*** MATERIAL TO PROCESS Section Begins ***
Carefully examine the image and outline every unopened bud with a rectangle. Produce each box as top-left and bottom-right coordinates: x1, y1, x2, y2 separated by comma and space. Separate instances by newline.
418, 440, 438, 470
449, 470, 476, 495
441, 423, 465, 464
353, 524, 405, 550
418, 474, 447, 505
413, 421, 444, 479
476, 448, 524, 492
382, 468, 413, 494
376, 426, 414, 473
*** MATERIAL TO PROCESS Section Ends ***
• _EXERCISE_
In this exercise, reproduce the material word for word, in full.

• _TASK SOLUTION_
Carefully examine the image and outline every unopened bud with a rectangle. Produce each box as top-left and bottom-right coordinates: x1, y1, x2, y2 separated by comma and space. Separate instances by newline.
418, 440, 438, 470
449, 470, 476, 495
441, 423, 465, 464
353, 524, 405, 550
418, 474, 447, 505
413, 421, 444, 479
476, 448, 524, 492
382, 468, 413, 494
376, 426, 414, 473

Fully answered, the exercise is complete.